#### EXTRAIT DU DOCUMENT:
LA FÉDÉRATION DE FRANCE DANS LA LUTTE DU FLN EN FRANCE.
La lutte armée en France était prévue dès le départ, en 1954. Ben Bella en était responsable. Son arrestation et la lutte contre le MNA ont entravé ce projet. Pourquoi la guérilla en France ? Pour pallier les difficultés de la lutte en Algérie. Quelques coups ont été portés. La sortie de France du comité fédéral est en rapport avec la préparation de la lutte armée en France prévue en août 1958 (M. Harbi est opposé à cette sortie vers l’Allemagne). Dans quelle stratégie militaire s’inscrit cette nouvelle phase de la lutte ? Les attentats des services français en Allemagne (la Main rouge).
LE RÔLE DE L’ÉMIGRATION DANS L’INSURRECTION.
La Fédération de France est la manne financière du FLN, d’où son poids en influence auprès de la direction, mais elle n’est jamais sortie de son rôle subordonné et fidèle à la direction exécutive du FLN.
LA LUTTE FLN-MNA.
La lutte contre le MNA, un des axes principaux de la lutte du FLN en France. Le CCE (direction exécutive du FLN), en 1957, donne l’ordre de tuer tous les cadres messalistes. Dans la Fédération de France, élimination politique progressive de tous les cadres opposés à la lutte armée contre le MNA ou critiques de la stratégie militaire en France.

#### LIGNES FOURNIES:
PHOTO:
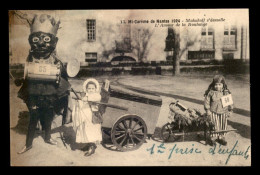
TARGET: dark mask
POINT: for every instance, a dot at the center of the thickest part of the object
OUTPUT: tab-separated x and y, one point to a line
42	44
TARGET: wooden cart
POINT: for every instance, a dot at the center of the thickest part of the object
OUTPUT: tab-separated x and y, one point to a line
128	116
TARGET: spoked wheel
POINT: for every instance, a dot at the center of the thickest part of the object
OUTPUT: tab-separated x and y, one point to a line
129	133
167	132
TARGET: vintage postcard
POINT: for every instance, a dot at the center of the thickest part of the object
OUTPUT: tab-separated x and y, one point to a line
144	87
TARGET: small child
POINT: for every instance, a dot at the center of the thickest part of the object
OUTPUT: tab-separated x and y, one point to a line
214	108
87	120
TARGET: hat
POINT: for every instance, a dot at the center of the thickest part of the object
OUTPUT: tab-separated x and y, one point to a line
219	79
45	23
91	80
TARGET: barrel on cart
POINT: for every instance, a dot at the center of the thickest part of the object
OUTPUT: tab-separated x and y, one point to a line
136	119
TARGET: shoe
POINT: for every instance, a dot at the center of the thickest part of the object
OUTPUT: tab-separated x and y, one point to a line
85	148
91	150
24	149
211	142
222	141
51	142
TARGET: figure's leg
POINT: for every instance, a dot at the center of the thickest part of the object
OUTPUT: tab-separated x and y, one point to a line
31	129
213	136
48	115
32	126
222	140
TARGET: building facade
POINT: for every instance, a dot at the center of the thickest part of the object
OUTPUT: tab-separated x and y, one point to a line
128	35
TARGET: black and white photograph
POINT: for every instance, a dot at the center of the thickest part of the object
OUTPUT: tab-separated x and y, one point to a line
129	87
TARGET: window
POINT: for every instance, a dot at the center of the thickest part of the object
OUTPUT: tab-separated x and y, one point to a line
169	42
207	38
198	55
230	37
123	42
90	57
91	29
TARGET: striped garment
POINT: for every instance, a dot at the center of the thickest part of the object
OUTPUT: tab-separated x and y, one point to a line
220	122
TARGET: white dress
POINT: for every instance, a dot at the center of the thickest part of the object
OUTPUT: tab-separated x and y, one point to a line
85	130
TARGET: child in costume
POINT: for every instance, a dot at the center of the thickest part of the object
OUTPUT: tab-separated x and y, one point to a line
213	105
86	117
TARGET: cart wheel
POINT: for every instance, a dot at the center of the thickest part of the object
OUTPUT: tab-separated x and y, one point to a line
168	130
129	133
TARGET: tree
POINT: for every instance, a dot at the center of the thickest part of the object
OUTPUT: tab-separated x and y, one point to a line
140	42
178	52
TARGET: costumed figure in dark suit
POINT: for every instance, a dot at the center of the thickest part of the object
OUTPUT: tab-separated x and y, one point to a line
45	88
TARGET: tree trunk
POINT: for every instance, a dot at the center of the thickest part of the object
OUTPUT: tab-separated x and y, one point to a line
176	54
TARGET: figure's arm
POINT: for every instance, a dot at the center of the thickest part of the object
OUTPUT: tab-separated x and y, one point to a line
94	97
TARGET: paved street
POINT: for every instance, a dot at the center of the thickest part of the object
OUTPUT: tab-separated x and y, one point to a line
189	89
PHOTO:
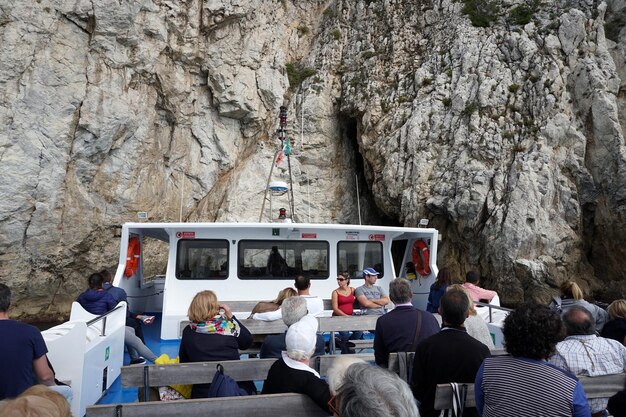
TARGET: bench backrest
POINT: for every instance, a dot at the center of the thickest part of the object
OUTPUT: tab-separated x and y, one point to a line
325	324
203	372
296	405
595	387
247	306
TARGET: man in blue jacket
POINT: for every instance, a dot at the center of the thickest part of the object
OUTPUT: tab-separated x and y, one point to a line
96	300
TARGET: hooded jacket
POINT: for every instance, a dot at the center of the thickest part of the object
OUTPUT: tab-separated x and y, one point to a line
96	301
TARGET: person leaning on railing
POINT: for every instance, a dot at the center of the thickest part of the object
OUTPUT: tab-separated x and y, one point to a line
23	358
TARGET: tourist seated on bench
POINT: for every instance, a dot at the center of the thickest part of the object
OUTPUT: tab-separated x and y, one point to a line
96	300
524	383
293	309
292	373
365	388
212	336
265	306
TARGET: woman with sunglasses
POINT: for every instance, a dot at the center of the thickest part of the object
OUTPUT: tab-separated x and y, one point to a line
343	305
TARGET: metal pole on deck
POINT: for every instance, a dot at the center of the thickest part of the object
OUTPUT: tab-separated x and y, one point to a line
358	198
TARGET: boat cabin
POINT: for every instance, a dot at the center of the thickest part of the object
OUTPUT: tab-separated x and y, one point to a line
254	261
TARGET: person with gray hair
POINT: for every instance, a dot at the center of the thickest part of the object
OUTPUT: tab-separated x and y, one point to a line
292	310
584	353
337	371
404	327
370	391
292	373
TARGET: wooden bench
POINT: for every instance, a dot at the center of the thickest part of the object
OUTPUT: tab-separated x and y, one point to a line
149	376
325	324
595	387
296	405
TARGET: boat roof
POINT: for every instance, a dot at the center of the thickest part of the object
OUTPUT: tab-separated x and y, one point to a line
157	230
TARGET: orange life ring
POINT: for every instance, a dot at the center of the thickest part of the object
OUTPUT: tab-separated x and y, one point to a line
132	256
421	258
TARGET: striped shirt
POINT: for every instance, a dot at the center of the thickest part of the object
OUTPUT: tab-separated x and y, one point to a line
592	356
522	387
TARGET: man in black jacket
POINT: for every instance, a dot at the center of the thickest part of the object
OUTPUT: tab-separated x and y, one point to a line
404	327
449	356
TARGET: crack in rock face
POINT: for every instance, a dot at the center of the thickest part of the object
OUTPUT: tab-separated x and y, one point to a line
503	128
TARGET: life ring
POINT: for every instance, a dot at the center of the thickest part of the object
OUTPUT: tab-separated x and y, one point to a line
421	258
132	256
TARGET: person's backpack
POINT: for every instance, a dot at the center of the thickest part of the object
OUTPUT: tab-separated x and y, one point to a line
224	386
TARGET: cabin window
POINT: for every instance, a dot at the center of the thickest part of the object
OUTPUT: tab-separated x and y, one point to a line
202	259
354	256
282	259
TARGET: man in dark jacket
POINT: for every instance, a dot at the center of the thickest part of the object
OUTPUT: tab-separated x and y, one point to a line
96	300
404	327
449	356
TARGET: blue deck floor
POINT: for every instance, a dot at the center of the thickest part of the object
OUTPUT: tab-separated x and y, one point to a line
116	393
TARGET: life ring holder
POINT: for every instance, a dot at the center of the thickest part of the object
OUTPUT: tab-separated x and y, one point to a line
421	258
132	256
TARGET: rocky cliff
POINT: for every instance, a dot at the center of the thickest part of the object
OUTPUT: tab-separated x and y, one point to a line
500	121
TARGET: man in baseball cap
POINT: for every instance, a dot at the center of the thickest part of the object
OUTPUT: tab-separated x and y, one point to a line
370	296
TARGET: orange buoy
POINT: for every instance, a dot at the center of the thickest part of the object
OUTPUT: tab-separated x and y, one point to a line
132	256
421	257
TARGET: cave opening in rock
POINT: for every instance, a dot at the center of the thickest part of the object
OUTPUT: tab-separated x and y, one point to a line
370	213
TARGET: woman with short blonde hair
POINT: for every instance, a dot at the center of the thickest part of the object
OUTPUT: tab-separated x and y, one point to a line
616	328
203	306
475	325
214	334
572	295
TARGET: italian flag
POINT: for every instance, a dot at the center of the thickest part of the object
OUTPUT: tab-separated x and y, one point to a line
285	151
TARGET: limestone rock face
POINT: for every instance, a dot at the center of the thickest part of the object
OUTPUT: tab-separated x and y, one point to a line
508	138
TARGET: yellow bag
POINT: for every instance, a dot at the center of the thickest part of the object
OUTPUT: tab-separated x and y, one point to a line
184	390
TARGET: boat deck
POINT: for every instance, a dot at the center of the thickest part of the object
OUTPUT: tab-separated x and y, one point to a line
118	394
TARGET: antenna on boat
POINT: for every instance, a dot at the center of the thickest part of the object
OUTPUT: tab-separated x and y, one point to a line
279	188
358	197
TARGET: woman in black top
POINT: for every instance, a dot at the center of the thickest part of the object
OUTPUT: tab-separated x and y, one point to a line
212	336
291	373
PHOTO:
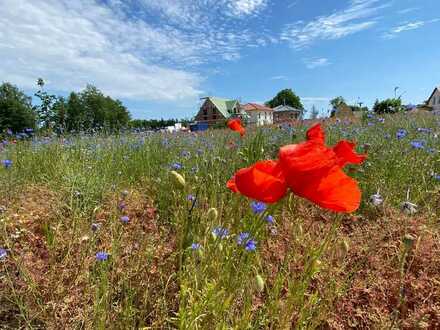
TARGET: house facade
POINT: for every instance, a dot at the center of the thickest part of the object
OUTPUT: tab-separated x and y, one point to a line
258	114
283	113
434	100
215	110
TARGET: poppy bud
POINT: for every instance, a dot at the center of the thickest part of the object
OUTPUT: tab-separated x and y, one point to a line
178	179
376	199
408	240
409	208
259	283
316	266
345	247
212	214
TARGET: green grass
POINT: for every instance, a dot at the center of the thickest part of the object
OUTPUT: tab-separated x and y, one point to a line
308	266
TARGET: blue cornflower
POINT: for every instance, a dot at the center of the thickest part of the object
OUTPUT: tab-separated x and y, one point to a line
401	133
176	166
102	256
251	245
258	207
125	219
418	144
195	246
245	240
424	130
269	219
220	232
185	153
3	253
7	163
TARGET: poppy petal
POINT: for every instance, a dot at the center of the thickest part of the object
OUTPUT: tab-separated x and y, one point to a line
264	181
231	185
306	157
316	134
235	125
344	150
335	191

--

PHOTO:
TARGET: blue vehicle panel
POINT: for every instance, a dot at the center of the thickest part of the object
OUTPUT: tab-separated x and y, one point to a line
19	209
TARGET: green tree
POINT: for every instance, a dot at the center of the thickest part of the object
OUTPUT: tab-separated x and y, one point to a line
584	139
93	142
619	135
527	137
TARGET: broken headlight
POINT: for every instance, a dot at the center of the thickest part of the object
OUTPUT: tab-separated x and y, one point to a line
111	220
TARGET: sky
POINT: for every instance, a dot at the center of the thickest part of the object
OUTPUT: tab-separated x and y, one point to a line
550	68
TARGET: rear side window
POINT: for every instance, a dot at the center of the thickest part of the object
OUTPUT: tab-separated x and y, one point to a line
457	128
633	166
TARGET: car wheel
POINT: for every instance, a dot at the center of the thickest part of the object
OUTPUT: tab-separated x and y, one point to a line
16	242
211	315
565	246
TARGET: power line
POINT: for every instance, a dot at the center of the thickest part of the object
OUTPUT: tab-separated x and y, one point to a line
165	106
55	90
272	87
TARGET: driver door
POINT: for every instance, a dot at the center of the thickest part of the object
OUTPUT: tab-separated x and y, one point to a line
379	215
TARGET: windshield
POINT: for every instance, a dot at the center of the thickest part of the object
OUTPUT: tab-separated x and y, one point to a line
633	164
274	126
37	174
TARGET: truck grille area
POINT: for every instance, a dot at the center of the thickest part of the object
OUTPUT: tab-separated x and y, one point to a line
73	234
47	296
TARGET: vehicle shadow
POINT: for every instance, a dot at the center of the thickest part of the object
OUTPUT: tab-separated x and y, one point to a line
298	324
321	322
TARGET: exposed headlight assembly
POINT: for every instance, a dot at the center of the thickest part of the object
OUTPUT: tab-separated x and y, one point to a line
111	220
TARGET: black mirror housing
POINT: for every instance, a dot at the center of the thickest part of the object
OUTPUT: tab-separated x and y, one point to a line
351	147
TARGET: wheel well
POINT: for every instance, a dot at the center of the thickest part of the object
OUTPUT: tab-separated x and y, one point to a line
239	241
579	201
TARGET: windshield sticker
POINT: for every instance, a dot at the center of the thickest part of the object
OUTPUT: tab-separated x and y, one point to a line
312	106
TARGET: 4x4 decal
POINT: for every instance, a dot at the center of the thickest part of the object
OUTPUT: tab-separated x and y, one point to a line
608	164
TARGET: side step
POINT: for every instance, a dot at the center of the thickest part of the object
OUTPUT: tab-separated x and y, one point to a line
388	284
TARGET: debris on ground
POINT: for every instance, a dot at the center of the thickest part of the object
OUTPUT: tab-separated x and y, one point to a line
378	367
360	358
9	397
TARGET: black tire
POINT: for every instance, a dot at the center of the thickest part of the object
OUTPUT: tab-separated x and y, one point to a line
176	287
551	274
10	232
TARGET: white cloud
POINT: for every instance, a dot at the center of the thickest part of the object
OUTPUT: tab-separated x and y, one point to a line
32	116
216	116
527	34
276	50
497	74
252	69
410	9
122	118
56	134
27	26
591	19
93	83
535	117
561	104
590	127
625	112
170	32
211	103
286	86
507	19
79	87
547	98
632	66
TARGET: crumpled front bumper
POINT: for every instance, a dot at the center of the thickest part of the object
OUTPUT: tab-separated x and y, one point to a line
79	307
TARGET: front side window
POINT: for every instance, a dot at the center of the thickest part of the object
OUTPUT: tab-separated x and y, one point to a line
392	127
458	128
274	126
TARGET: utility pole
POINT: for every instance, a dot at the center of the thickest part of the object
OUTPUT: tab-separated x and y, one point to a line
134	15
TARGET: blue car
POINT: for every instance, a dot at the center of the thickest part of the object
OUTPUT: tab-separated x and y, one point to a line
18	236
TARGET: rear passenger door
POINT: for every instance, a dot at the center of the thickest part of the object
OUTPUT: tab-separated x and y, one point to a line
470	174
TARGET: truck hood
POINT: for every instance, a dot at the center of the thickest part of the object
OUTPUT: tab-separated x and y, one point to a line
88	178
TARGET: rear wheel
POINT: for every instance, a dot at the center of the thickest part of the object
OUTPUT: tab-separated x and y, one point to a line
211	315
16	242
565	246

---

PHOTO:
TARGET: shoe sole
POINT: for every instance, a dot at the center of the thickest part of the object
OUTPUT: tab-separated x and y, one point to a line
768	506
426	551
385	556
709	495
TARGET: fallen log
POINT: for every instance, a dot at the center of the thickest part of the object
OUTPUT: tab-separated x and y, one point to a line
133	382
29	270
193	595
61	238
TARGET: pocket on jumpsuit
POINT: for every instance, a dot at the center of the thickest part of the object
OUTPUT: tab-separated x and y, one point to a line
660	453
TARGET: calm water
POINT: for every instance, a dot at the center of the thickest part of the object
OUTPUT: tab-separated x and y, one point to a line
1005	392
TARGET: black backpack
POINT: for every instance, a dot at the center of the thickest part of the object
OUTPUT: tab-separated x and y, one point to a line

#### OBJECTIF 1:
Combien de lignes contiennent la chaîne « backpack » ? Répondez uniquement par le nombre.
#### OBJECTIF 2:
Poursuivez le texte sur la lutte du FLN en France après sa dernière phrase.

#### RÉSULTAT 1:
2

#### RÉSULTAT 2:
EN TUNISIE, AUX FRONTIÈRES.
Démissionnaire de la Fédération de France, à l’été 1958, M. Harbi reprend des études en Suisse, puis est appelé en mai 1959 à Tunis, où il devient chef de cabinet civil du ministre des Forces armées (K. Belkacem) : rapports sur la situation politique en France, la formation des cadres… L’armée des frontières : sa composition, les rapports entre guérilleros et officiers déserteurs de l’armée française ; dissidences et rébellion ; les problèmes posés par les lignes Morice et Challe ; guerre révolutionnaire et formation politique des cadres de l’armée. M. Harbi en conflit avec l’état-major.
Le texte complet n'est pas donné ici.